━━━━━ Supplied records

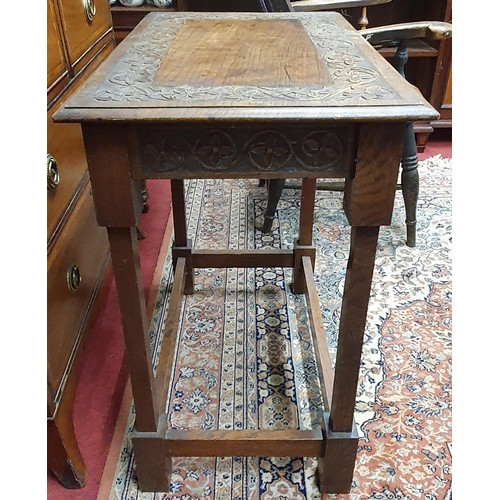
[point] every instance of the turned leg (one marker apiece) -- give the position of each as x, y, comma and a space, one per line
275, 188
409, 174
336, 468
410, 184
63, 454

━━━━━━━━━━
━━━━━ Supplied records

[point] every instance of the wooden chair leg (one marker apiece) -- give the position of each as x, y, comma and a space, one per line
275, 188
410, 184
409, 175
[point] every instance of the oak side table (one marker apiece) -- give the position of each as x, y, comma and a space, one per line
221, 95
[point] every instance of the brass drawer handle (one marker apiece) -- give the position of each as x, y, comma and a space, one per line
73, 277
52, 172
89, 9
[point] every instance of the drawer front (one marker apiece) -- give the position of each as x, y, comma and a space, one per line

━━━━━━━━━━

(Given exercise): Edit the records starting at the line that has "[point] every instance of the wooden" and stopping after the line that has "[point] every instance of the drawer", and give those lines again with "brass" changed to "bronze". Keep every other part of those lines the same.

(Solved problem):
[point] every instance of the wooden chair leg (one marker apiece) -- give the position of each as x, y, comma and a space, one per line
275, 188
410, 184
409, 175
[point] every instance of the oak side table (one marker apiece) -- give the position of each as x, y, comma and a space, one per line
221, 95
[point] every instance of the bronze drawer handle (one marker apiece) -- give the position of each as x, y, comma and a space, one per line
73, 277
52, 172
89, 9
[point] every instance of the drawer front (one marker apiece) -- give the position of each as x, y, comma and a space, one per line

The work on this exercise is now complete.